## WHAT THE TASK REQUIRES
Return only the line that contains "sculpture and record integer pixel coordinates." and each line after it, through the last line of the data below, copied exactly.

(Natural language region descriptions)
◆ ◆ ◆ ◆ ◆ ◆ ◆

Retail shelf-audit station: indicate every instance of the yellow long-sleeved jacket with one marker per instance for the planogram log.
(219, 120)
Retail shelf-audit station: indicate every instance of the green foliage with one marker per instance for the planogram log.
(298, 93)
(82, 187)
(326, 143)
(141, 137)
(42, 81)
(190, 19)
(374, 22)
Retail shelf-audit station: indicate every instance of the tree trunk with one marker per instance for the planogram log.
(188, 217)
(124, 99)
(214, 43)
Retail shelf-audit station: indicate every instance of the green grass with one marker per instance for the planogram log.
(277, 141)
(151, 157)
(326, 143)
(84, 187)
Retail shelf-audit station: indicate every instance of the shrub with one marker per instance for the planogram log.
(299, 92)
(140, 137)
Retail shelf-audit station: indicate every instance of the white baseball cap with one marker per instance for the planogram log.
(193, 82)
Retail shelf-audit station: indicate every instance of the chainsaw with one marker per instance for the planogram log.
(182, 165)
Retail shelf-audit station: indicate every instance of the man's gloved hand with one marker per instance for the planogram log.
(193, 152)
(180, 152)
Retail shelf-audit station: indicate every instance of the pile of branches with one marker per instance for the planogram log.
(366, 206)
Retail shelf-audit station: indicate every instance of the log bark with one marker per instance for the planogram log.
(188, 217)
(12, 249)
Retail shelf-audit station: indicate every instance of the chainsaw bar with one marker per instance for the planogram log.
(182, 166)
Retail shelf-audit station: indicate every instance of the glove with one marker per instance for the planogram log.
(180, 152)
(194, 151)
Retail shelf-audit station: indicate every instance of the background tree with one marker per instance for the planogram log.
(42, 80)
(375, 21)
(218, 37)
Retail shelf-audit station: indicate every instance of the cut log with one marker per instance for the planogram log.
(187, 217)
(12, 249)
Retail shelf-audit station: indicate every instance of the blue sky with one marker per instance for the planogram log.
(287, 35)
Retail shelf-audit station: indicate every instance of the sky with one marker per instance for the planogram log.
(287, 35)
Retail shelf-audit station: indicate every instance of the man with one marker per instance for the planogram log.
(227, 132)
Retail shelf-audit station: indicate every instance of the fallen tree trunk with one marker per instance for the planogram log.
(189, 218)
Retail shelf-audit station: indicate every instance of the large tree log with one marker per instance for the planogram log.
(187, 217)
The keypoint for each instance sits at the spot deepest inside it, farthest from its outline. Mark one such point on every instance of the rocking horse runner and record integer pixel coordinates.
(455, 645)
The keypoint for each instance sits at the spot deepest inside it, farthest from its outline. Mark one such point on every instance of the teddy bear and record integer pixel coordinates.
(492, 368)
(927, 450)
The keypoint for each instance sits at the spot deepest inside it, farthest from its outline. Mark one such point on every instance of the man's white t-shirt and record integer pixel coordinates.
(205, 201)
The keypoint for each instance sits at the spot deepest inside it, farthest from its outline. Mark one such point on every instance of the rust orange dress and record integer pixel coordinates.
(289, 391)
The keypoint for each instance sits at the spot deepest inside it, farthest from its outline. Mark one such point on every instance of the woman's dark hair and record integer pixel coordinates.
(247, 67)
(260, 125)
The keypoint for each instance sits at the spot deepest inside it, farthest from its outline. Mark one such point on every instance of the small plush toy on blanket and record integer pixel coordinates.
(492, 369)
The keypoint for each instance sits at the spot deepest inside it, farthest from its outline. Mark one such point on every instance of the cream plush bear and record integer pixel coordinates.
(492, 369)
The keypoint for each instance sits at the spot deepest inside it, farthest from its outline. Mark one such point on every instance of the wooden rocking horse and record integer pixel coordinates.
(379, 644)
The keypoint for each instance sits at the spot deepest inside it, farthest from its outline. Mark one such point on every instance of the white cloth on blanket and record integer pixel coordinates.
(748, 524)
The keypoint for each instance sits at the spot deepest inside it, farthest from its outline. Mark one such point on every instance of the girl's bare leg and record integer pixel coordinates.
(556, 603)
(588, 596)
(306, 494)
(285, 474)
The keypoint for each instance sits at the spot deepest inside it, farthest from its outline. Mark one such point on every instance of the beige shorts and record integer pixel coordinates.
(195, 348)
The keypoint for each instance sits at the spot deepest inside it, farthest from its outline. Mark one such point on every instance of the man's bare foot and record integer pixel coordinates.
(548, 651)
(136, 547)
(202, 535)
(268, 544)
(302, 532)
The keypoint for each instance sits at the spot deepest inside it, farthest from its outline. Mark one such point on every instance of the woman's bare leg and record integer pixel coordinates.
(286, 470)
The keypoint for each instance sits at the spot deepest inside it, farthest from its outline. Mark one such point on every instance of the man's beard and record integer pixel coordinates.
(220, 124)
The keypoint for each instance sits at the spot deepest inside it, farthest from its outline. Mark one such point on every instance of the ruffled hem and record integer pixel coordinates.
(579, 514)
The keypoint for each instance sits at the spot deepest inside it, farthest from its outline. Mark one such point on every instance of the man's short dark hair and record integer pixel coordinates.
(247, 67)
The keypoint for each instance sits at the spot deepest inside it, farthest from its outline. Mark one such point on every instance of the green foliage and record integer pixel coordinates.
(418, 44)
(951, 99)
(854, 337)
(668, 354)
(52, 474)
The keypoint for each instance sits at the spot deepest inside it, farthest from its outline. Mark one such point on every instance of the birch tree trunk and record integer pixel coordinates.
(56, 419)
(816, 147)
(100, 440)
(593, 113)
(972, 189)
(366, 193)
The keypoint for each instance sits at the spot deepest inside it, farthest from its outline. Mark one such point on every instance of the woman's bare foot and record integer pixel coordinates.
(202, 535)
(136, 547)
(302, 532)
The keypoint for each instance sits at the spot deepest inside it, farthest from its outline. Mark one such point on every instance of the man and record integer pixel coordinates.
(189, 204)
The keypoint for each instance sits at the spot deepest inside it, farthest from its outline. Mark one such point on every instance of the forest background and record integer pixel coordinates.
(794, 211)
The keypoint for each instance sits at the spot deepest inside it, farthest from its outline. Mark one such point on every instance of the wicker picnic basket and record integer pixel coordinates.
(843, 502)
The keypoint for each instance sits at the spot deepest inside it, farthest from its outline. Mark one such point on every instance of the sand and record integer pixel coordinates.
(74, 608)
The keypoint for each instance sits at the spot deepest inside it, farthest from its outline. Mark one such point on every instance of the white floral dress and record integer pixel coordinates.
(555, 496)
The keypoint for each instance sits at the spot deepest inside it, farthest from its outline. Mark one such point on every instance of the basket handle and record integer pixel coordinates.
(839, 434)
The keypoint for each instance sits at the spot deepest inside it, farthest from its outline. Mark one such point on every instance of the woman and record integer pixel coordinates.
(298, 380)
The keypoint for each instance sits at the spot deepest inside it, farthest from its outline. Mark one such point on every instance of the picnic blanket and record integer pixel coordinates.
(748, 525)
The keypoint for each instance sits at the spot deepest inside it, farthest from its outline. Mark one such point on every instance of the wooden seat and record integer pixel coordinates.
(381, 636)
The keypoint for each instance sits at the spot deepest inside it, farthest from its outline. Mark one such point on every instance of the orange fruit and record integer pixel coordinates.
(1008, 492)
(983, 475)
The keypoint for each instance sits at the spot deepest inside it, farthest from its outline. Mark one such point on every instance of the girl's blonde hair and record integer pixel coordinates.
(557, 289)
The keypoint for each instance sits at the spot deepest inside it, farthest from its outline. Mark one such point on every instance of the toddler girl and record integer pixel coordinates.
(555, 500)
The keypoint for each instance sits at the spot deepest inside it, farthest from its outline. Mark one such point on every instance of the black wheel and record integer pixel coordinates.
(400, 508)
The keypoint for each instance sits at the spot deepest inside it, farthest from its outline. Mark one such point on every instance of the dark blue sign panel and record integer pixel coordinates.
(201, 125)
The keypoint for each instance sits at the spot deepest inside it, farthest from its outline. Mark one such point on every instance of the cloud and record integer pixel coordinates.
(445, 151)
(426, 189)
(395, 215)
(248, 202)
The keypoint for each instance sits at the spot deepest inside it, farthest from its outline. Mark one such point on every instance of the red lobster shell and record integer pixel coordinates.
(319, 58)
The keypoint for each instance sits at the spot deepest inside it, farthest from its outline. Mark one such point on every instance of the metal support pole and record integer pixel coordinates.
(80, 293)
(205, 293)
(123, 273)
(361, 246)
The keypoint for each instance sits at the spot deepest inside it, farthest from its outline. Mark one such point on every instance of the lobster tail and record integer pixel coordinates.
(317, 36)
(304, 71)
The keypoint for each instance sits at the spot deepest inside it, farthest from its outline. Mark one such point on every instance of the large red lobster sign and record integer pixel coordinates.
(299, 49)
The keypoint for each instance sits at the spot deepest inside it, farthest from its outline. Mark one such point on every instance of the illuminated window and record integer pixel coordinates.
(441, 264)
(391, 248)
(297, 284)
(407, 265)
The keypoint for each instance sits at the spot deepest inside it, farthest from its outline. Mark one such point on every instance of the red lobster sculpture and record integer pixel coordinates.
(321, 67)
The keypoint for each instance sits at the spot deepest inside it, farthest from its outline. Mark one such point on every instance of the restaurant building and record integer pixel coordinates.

◆ ◆ ◆ ◆ ◆ ◆ ◆

## OUTPUT OF THE TASK
The keypoint for each instance sits at the spot deepest inside it, farthest from its outline. Mark one such point on every instance of the red lobster sculpture and record integer pixel coordinates.
(321, 67)
The keypoint for each instance sits at the spot deepest inside it, farthest from its outline. Mark one such point on every instance of the restaurant building and record integer pixel coordinates.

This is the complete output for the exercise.